TASK 1: List every person named in the From, To, and Cc header lines of the mailing-list message below.

SOURCE DOCUMENT:

..............................

From: Peter Geoghegan <peter(dot)geoghegan86(at)gmail(dot)com>
To: Bruce Momjian <bruce(at)momjian(dot)us>
Cc: Matthew Kelly <mkelly(at)tripadvisor(dot)com>, "pgsql-general(at)postgresql(dot)org" <pgsql-general(at)postgresql(dot)org>, Matthew Spilich <mspilich(at)tripadvisor(dot)com>
Subject: Re: The dangers of streaming across versions of glibc: A cautionary tale
Date: 2014-08-07 01:12:53
Message-ID: CAEYLb_UTMgM2V_pP7qnuKZYmTYXoym-zNYVbwoU79=TuP8HE3A@mail.gmail.com
Views: Raw Message | Whole Thread | Download mbox | Resend email
Lists: pgsql-general

On Wed, Aug 6, 2014 at 5:11 PM, Bruce Momjian <bruce(at)momjian(dot)us> wrote:
> No surprise; I have been expecting to hear about such breakage, and am
> surprised we hear about it so rarely. We really have no way of testing
> for breakage either. :-(

I guess that Trip Advisor were using some particular collation that
had a chance of changing. Sorting rules for English text (so, say,
en_US.UTF-8) are highly unlikely to change. That might be much less
true for other locales.

Unicode Technical Standard #10 states:

"""
Collation order is not fixed.

Over time, collation order will vary: there may be fixes needed as
more information becomes available about languages; there may be new
government or industry standards for the language that require
changes; and finally, new characters added to the Unicode Standard
will interleave with the previously-defined ones. This means that
collations must be carefully versioned.
"""

So, the reality is that we only have ourselves to blame. :-(

LC_IDENTIFICATION serves this purpose on glibc. Here is what en_US
looks like on my machine:

"""
escape_char /
comment_char %
% Locale for English locale in the USA
% Contributed by Ulrich Drepper <drepper(at)redhat(dot)com>, 2000

LC_IDENTIFICATION
title "English locale for the USA"
source "Free Software Foundation, Inc."

..............................

TASK 2: From the records, copy out the lines word for word, beginning with the line containing "Phrase: wristwatch" and continuing through the line containing "column 396, row 80".

..............................

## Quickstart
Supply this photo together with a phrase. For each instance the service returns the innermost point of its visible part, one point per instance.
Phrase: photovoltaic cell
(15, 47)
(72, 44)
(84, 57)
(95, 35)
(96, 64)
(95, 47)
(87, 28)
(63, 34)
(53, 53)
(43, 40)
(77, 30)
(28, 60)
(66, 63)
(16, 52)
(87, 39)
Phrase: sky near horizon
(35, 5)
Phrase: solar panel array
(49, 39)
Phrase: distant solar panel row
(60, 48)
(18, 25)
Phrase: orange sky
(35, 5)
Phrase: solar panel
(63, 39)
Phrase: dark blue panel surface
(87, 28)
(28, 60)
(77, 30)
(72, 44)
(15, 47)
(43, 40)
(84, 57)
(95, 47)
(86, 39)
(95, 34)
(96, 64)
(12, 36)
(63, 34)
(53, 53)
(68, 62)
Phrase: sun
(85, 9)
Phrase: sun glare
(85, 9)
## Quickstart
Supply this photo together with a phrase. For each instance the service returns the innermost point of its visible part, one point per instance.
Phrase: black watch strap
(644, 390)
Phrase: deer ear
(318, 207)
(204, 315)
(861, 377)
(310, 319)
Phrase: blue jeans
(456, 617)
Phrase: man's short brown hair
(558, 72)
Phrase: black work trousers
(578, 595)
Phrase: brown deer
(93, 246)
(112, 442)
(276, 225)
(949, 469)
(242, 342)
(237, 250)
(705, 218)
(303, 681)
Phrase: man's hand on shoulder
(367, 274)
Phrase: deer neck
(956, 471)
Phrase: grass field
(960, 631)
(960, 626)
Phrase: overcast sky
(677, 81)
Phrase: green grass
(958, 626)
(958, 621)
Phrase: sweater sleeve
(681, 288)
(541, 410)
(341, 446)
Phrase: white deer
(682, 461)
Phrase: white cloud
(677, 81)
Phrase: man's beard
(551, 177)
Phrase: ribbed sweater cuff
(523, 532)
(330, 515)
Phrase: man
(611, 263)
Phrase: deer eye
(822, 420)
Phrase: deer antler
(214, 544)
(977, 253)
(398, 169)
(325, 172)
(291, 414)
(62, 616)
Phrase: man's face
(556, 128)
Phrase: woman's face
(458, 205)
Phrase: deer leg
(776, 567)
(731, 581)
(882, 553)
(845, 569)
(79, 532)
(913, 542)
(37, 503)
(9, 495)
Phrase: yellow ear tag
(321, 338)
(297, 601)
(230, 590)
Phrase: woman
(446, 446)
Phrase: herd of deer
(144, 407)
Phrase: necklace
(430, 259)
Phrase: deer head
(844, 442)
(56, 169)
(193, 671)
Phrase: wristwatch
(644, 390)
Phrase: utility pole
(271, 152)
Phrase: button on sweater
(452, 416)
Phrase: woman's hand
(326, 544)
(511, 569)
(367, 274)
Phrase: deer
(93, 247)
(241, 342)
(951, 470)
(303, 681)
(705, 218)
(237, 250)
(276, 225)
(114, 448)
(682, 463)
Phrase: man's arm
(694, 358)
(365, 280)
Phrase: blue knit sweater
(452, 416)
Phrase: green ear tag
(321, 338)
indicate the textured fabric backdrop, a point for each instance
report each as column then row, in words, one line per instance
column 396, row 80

..............................

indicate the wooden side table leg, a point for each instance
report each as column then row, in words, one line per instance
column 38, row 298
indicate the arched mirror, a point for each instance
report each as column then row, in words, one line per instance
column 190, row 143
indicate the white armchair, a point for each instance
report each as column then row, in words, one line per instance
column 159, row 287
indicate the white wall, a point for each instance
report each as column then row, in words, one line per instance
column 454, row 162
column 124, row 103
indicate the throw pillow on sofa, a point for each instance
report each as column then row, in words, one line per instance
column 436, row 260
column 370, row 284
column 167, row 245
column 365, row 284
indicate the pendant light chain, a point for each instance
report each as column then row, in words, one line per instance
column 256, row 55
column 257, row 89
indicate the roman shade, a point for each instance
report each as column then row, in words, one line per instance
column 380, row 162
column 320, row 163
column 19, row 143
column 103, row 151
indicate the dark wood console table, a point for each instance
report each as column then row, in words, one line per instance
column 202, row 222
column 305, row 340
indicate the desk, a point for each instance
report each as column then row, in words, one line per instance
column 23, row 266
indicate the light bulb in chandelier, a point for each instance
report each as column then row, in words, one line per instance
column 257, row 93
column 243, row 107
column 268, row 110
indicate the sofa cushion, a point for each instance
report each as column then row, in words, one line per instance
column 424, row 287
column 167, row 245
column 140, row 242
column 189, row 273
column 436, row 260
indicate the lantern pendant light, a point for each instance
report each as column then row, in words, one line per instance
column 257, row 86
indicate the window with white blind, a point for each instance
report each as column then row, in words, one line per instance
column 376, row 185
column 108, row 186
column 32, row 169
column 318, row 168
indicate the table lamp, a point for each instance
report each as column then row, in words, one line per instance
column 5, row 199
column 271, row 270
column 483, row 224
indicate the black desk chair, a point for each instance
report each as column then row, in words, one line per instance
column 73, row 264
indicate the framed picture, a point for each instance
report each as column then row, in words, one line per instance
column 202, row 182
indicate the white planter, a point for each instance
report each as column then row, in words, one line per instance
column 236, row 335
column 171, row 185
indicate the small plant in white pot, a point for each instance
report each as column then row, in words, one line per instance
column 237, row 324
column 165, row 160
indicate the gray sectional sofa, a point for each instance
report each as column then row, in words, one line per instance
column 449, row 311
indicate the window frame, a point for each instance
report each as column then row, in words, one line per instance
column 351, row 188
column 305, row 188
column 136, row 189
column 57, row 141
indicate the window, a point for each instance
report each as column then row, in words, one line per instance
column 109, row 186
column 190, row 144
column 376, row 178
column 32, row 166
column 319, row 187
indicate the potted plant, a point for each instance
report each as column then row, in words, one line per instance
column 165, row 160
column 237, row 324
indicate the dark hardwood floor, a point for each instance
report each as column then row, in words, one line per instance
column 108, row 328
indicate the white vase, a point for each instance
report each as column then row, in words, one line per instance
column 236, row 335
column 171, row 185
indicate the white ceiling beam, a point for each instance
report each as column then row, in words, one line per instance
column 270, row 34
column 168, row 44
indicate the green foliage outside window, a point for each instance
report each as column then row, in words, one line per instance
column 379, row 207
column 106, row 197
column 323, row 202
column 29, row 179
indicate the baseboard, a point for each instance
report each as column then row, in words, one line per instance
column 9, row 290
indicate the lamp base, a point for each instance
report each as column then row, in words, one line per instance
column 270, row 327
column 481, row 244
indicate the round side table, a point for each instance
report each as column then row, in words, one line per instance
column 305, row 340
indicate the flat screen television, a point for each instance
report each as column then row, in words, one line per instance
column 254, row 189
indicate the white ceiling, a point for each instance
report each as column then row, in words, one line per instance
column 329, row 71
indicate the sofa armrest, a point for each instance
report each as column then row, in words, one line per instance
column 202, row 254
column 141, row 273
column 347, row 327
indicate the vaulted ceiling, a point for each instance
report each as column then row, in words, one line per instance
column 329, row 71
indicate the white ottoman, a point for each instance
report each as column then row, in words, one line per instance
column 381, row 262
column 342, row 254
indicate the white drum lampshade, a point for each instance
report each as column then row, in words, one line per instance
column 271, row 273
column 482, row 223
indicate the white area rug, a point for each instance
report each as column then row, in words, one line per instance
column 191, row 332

..............................

CORRECT RESULT 1:
Peter Geoghegan
Bruce Momjian
Matthew Kelly
Matthew Spilich

CORRECT RESULT 2:
Phrase: wristwatch
(644, 390)
Phrase: utility pole
(271, 152)
Phrase: button on sweater
(452, 416)
Phrase: woman's hand
(326, 544)
(511, 569)
(367, 274)
Phrase: deer
(93, 247)
(241, 342)
(951, 470)
(303, 681)
(705, 218)
(237, 250)
(276, 225)
(114, 448)
(682, 463)
Phrase: man's arm
(694, 358)
(365, 280)
Phrase: blue knit sweater
(452, 416)
Phrase: green ear tag
(321, 338)
indicate the textured fabric backdrop, a point for each instance
report each as column then row, in words, one line per instance
column 396, row 80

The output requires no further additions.